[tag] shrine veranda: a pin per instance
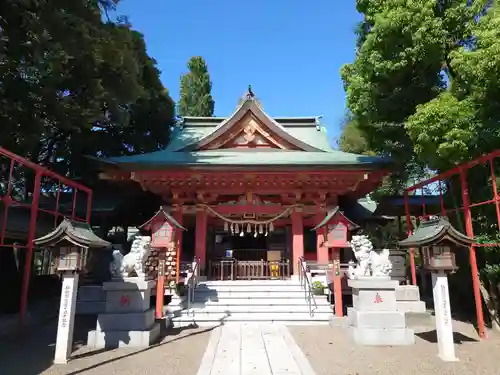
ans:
(250, 191)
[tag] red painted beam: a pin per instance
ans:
(445, 175)
(43, 170)
(229, 173)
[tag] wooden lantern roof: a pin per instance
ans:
(434, 231)
(164, 216)
(76, 232)
(336, 213)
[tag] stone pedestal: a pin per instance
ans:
(374, 318)
(444, 327)
(128, 320)
(408, 301)
(64, 339)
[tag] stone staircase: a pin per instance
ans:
(222, 302)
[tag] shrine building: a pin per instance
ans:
(250, 188)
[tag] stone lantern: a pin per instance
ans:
(335, 229)
(70, 242)
(439, 241)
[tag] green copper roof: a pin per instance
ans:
(305, 129)
(251, 157)
(434, 231)
(194, 133)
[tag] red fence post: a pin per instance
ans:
(472, 255)
(495, 191)
(409, 231)
(29, 247)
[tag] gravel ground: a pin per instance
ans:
(179, 353)
(331, 352)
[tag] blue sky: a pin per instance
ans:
(290, 51)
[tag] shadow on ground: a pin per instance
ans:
(32, 353)
(458, 338)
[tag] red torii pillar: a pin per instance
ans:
(164, 230)
(334, 229)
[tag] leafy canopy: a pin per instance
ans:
(196, 90)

* **Set exercise**:
Could you rewrite the rows starting at the line that contains "[tag] stone pedestal: a pin per instance" and ending at the last row, including both of those and the tag lines? Multiply every point coordinate in the answers by 2.25, round each to a whole number with halves rounded up, and give only those lines.

* **Problem solution**:
[tag] stone pedestal: a pin per instance
ans:
(842, 716)
(999, 736)
(288, 720)
(918, 677)
(144, 763)
[tag] stone staircase: a pin per instance
ans:
(500, 680)
[tag] shrine building: a pin per instance
ans:
(563, 423)
[tag] stone lantern: a pin per instance
ans:
(754, 515)
(158, 545)
(988, 542)
[tag] green copper roof: a pin per instance
ans:
(686, 290)
(565, 353)
(977, 520)
(437, 299)
[tag] red fence post: a pin per instance
ans:
(1062, 574)
(1114, 430)
(920, 520)
(65, 556)
[tag] gravel ground: a pin per instance
ans:
(403, 794)
(745, 792)
[tag] blue sky: a pin per instance
ans:
(653, 115)
[tag] shadow on ground: a pin per instance
ans:
(72, 794)
(1031, 761)
[tag] red torii pillar: a pin per instance
ans:
(369, 518)
(752, 515)
[tag] leafy canopy: a pin per instance
ans:
(441, 203)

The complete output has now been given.